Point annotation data
···

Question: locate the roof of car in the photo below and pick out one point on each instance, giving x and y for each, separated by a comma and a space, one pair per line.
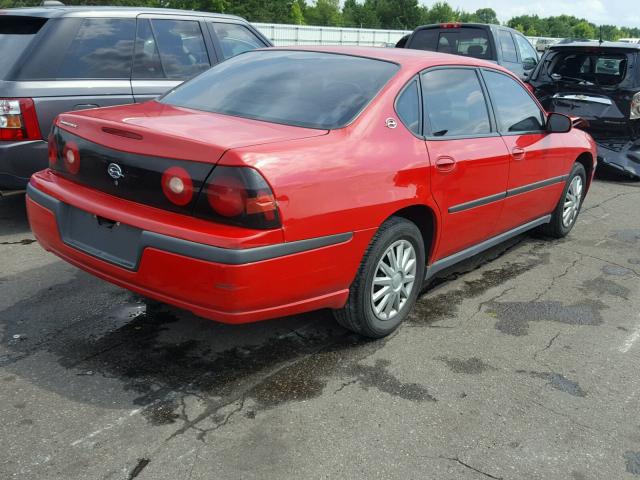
596, 44
405, 57
463, 24
64, 11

···

> _Exercise requirements_:
Put the lines above into a numbered list, skipping blank lines and leaving out the pictures.

> _The completed task_:
1. Question: locate the roof of car in the photo below and pick out one point on each instance, giving x and y for each, separated by a comma and a space, one pair per line.
2. 596, 44
3. 405, 57
4. 463, 24
5. 64, 11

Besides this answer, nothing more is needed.